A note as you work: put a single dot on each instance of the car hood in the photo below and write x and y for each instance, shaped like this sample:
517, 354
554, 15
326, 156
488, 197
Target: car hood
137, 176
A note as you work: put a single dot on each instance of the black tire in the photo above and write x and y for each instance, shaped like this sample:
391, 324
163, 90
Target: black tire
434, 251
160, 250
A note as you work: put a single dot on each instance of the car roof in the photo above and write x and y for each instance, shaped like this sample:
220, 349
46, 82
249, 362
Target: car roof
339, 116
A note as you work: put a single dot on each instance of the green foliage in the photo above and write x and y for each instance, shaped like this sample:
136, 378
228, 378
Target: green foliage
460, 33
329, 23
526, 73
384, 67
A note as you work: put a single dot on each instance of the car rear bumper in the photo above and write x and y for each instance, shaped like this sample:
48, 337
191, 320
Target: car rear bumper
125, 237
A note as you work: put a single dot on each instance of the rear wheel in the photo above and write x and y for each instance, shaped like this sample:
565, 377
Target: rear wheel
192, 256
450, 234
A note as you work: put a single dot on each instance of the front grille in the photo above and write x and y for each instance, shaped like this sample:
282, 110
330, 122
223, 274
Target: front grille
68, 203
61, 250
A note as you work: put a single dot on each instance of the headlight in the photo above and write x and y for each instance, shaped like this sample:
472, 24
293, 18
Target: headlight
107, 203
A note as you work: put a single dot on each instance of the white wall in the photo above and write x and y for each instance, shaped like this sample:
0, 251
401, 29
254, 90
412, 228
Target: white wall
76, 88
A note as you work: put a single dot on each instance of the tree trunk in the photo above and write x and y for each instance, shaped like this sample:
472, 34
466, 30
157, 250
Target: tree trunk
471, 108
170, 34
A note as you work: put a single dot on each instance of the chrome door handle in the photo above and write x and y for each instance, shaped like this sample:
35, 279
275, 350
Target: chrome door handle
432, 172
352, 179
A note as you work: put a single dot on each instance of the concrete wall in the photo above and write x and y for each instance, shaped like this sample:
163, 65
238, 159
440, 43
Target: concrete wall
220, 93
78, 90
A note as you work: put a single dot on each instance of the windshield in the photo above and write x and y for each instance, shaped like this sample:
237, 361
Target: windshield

Task to complete: Copy every line of the material, please, keeping it exactly the same.

Written solution:
A note as you work: put a single dot on each instance of the car hood in the photo below and write x and y for each instance, shaped like this sample:
517, 354
554, 15
326, 156
488, 197
Target: car hood
137, 176
A note as you work: put a single dot on each instance of the black tire in the photo above and write x and y for each instance, shaped like this sample:
391, 324
163, 90
Target: black tire
434, 251
160, 250
A note as you work: put a single dot on each instance of the car roof in the photo above and write x and y for each instance, shaped like this sample:
220, 349
46, 82
249, 362
Target: car roof
339, 116
A note as you work: put a single dot on each instance of the green foliage in the photo above and write x and y for each instance, shaped like this sample:
136, 378
228, 378
Target: green foliage
460, 33
329, 23
526, 73
384, 67
A note as you work: put a single dot on each instance of the car rear bumper in the photo above and write x and y for each instance, shaped like this sample:
48, 337
191, 320
Target: car rear bumper
125, 237
A note as you work: put a single dot on each instance of the rear wheel in the photo above and write x and y for each instance, shaped like this sample:
565, 377
Target: rear wheel
192, 256
450, 234
A note as you work: put a single dot on each instance of the front grille in the photo above and write x and y for each instance, shaped like this sample:
282, 110
330, 122
223, 274
Target: front grille
68, 203
61, 250
A note as you work: put a single dot on each instance of the headlight in the photo above and write x and y for each instance, shaped like this sample:
472, 24
293, 18
Target: headlight
107, 203
A note as you work: put a single dot on each instance of the white wall in the photo above and write x and y for each instance, shaped like this sample:
0, 251
401, 29
254, 90
412, 228
Target: white wall
76, 88
A note as you work: put a single dot on each instance of the tree trunk in the photo above and write x and y for each instance, shaped like this sample:
472, 34
466, 30
157, 250
Target: tree trunk
471, 108
170, 34
A note as you work: put a single dot on each instance of the chrome door handle in the photo above and write x and y for each instance, shaped like this sample:
35, 279
275, 350
Target: chrome door handle
432, 172
352, 179
A note as you work: put a single dot on each instance of the concrete wall in the photo above and write x and y for each instance, shaped like this sample:
163, 65
238, 159
440, 43
Target: concrete wall
220, 93
78, 90
A note as you work: put a single dot on each instance of the windshield in the photo above and write x and y for each instance, shaped like this sample:
237, 361
Target: windshield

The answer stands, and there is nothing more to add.